_Coordinate annotation records_
:::
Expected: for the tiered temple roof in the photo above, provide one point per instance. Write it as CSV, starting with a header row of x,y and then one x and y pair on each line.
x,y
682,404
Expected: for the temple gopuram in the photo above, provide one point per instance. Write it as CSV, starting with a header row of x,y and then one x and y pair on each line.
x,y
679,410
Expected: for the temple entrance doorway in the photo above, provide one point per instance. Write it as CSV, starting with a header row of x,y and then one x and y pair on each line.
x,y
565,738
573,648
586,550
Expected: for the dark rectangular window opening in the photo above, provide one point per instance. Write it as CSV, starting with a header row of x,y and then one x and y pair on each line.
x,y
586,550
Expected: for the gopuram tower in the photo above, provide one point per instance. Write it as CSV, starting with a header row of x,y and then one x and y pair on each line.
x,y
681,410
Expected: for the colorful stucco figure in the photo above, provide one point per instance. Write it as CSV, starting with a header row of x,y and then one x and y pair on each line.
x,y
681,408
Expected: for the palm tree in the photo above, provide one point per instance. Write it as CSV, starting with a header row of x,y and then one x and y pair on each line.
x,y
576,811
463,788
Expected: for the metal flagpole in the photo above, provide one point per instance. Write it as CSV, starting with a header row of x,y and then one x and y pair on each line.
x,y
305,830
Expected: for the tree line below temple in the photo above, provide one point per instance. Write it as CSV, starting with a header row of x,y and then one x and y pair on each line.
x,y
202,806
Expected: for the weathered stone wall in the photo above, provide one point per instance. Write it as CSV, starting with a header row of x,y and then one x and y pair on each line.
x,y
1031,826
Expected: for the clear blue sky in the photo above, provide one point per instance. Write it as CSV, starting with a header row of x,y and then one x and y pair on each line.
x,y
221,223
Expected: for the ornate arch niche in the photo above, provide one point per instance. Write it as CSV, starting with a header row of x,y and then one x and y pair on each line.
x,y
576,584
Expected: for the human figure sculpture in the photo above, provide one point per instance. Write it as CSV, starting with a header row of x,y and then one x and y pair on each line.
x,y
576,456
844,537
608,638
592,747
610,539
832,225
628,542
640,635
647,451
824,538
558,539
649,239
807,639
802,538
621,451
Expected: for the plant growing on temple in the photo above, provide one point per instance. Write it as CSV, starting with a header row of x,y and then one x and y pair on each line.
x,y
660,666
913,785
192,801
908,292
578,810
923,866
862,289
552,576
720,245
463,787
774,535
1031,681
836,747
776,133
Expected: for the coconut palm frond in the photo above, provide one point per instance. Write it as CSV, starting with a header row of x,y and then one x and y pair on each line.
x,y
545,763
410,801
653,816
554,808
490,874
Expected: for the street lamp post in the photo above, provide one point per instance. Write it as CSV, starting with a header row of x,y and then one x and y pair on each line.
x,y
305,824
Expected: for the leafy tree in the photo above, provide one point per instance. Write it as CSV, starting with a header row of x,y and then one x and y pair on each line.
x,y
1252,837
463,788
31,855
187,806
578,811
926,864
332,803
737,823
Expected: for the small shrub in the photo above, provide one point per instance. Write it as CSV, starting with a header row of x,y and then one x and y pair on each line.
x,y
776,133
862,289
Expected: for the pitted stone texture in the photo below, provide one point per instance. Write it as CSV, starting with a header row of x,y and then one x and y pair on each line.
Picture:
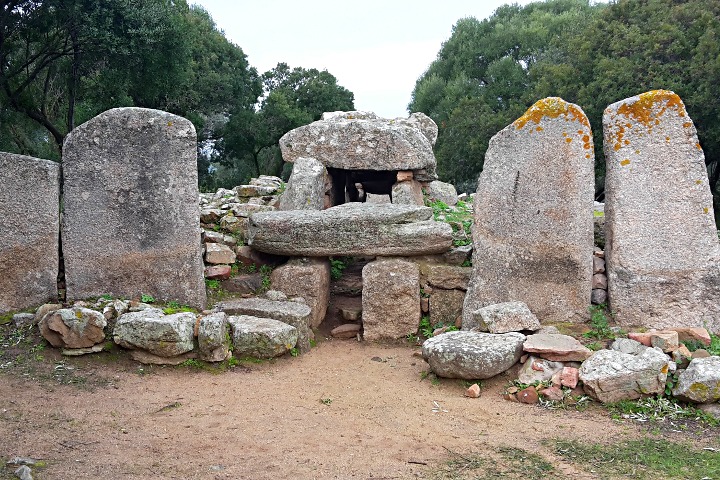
x,y
350,229
472,355
445,192
503,318
532,230
663,258
74,327
308,278
296,314
261,337
157,333
700,382
213,337
446,307
390,299
131,222
610,376
305,189
353,141
29,231
556,347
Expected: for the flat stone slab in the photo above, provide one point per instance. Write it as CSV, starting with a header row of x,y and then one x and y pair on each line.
x,y
296,314
663,263
610,376
29,231
362,141
153,331
350,229
472,355
261,337
556,347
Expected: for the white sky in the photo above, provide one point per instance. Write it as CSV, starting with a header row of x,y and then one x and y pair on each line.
x,y
375,48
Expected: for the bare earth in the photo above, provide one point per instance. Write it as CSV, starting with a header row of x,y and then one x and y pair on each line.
x,y
344,410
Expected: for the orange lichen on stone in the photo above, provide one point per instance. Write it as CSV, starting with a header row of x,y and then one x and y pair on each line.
x,y
552,107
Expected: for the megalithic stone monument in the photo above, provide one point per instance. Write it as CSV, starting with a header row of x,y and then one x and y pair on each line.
x,y
533,225
662,248
131,223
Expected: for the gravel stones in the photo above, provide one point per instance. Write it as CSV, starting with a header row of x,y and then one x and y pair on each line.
x,y
472,355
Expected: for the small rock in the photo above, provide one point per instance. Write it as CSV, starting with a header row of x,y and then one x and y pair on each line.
x,y
529,395
473,391
346,331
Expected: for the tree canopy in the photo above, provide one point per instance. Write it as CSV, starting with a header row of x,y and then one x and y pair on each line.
x,y
489,72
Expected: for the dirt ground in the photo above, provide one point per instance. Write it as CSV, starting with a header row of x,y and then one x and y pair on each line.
x,y
346,409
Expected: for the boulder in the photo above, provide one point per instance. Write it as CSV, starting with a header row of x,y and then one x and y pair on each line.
x,y
357,141
663,257
29,231
134,172
351,229
308,278
306,187
390,299
503,318
472,355
153,331
296,314
700,382
213,337
532,232
261,337
610,376
75,327
557,347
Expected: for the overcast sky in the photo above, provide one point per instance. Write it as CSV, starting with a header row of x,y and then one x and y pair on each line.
x,y
375,48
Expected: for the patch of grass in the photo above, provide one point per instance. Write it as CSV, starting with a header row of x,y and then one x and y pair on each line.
x,y
645,458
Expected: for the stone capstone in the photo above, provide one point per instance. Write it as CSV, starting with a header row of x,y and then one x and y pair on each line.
x,y
556,347
610,376
153,331
75,327
296,314
131,221
472,355
700,382
29,231
261,337
663,257
390,299
503,318
213,337
352,141
308,278
532,231
350,229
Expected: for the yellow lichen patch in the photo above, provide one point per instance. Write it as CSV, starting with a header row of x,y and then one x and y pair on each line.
x,y
651,105
551,107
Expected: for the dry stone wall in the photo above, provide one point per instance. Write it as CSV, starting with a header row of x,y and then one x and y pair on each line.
x,y
131,224
29,229
661,248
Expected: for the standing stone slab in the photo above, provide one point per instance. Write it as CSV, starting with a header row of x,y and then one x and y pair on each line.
x,y
131,223
308,278
533,215
29,231
390,299
306,186
661,248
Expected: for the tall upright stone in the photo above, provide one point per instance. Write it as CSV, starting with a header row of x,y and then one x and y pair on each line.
:::
Retype the whole listing, keeping every line identical and omitting all pictures.

Expected: for the tiered temple roof in the photo above, provide one point per instance. Write it as CSV, starting with a header row of x,y and then one x and y pair on each line.
x,y
682,404
Expected: for the temple gopuram in the photo above, provide one point per instance. Write it as CSV, starting with a header row of x,y and then one x and y pair on each line.
x,y
679,410
Expected: for the temple entrance doorway in the photo above, provide one point per instance. Write it as CSV, starting with a header row of x,y and then one x and y pair on each line.
x,y
565,738
573,648
586,550
Expected: for the dark rectangular window opening in the photo above, provide one point per instance. Write it as CSV, starting with a header row of x,y and then one x and y pair on each line.
x,y
586,550
Expected: for the gopuram tower in the photo above, provide one point per instance. Write it as CSV, starting with a header row of x,y and then one x and y pair on each line.
x,y
681,410
Expected: for the colorful stucco figure in the photo above, provide one point per instance. Write it as CSV, starting with a header row of x,y and then one x and y pair on each line.
x,y
681,408
Expected: for the palm tree in the photo above, provide one point per instance. Write it as CSV, starting with a header row of x,y and then one x and y pair on each line.
x,y
576,811
463,788
Expected: for the metal flagpole in the photo above, provide one point per instance. Write it as CSV, starting with a header row of x,y and then one x and y pair on each line.
x,y
305,830
Expected: for the tree line below temple in the photo above, provide one point per instance. Write it as CSV, starting with a header row of x,y and then one x and y pair on each line.
x,y
202,806
Expected: for the weathered stone wall in the photo above, provide one point per instance. Write it as CSV, starting with a header row of x,y and then one x and y pair on each line.
x,y
1031,826
Expected: for the clear blue sky in the photo above, provide one point per instance. Write it as CSV, starting with a header row of x,y and then one x and y pair on each line.
x,y
221,223
Expected: for the ornate arch niche in the photo above, provide one point per instance. Write it as CSV, starting with a header row of x,y and then one x and y pair on each line.
x,y
576,584
Expected: for the human figure sculpture in the photo above, provide one point per instance. Write it as CSV, starting with a header row of x,y and then one x and y pair on each line.
x,y
576,456
844,537
608,638
592,747
610,539
832,225
628,542
640,635
647,451
824,538
558,539
649,239
807,639
802,538
621,451
Expected: for the plant growing on temple in the photo above, provide one point per instance. Write it as CSV, starting with a header row of x,y and then one x and y pair on each line.
x,y
660,666
913,785
192,801
908,292
578,810
923,866
862,289
552,576
720,245
463,787
774,535
1031,681
836,747
776,133
Expected: for the coconut palm frond in the photo above, provide one point per instance. Write it as CSV, starting with a header row of x,y and then one x and y pair on each line.
x,y
545,763
410,801
653,816
554,808
490,874
Expected: for the street lamp post in the photo above, provide one point per instance. Write it as CSV, starting with a header row of x,y and then one x and y pair on each line.
x,y
305,824
Expected: for the leafy tree in the photo above, provide one point per instance. Write it as CSV, starting with a header row of x,y and then one x and y pair on each line.
x,y
1252,837
463,788
31,855
187,806
578,811
926,864
332,803
737,823
Expected: for the small shrub in the photo above, provide one point per instance. Write it as CSV, starting with a header row of x,y and then one x and y pair on each line.
x,y
776,133
862,289
Expected: for the pitted stone texture in the photo below, provide one point per instance. Write it as CSV, starting with a header row of x,y and then one x and y pair on each line.
Picture:
x,y
350,229
472,355
445,192
503,318
532,230
663,258
74,327
308,278
296,314
261,337
157,333
700,382
213,337
446,307
390,299
131,222
610,376
305,189
353,141
29,231
556,347
Expected: for the flat stone slab in the photo above, provide one point per instance. Write it as CSV, starting with a header row of x,y and then one x and y pair on each line.
x,y
296,314
663,263
610,376
29,231
362,141
153,331
350,229
472,355
261,337
556,347
Expected: for the white sky in the photo above, provide one point per instance. Write it as CSV, starting with a header row of x,y and then one x and y pair on each line.
x,y
375,48
Expected: for the bare earth in the photo above, provide one point per instance. Write it as CSV, starting with a header row of x,y and then one x and y pair on each line.
x,y
344,410
Expected: for the orange lichen on stone in the photo above, provide one point per instance. Write it as CSV, starting with a header row of x,y and then one x and y pair on each line.
x,y
552,107
Expected: for the megalithic stone monument in the photo above, provide one point per instance. Write it as CSV, starting with a header row of x,y and then one x and y pair on each line.
x,y
533,225
662,248
131,223
Expected: for the gravel stones in the photo above, provide one point per instance. Write it as CSV, starting with a header row of x,y and then one x and y pair on each line.
x,y
472,355
Expected: for the small rock in the photo above, provide one point per instance. Write it as CSV, starting with a header row of x,y and then one x and y pair on each line.
x,y
529,395
473,391
346,331
Expected: for the tree canopy in the photo above, provide one point per instance. Write it as CSV, starting with a header row of x,y and then one x and y pair on each line.
x,y
489,72
Expected: for the dirt ground in the photo above, provide one point per instance. Write it as CSV, starting with a header row of x,y and then one x and y pair on each line.
x,y
346,409
Expected: for the boulder in the photo above, provide one point per instance. Write it as CSV, starting with a header row of x,y and then one x and y pair on each line.
x,y
357,141
663,257
29,231
134,172
351,229
308,278
306,187
390,299
503,318
472,355
153,331
296,314
700,382
213,337
532,232
261,337
610,376
75,327
557,347
Expected: for the overcast sky in the photo above, provide one point per instance. Write it as CSV, starting with a header row of x,y and then one x and y pair on each line.
x,y
375,48
Expected: for the patch of grass in the photo above, provide one point per instance. Write it as CSV, starting with a header row of x,y and then one x and y pair on each line.
x,y
645,458
Expected: for the stone capstone in the photo above, provide one point per instance. Write it as CSV, starting with a header row of x,y and then one x and y pair on each line.
x,y
556,347
610,376
153,331
75,327
296,314
131,221
472,355
700,382
29,231
261,337
663,257
390,299
503,318
213,337
352,141
308,278
532,231
350,229
Expected: for the yellow lichen patch in the photo above, provide one point per instance. Write it as CSV, starting with a header row of x,y and then one x and y pair on each line.
x,y
651,105
551,107
Expected: for the dry stone wall in the photo above, provide one point per instance. Write it as CSV, starting with a header row of x,y and then one x and y pair on each line.
x,y
131,224
29,229
661,248
Expected: for the standing stone slab in the photo above, provide one point per instance. Write it as CSV, starting with a header row of x,y and then one x and y pair on each line.
x,y
131,223
308,278
533,215
29,231
390,299
306,186
661,248
Expected: for the tall upright stone in the photo above, provide one point per instance. Write it as CSV, starting with a header row of x,y and then one x and y pair on each line.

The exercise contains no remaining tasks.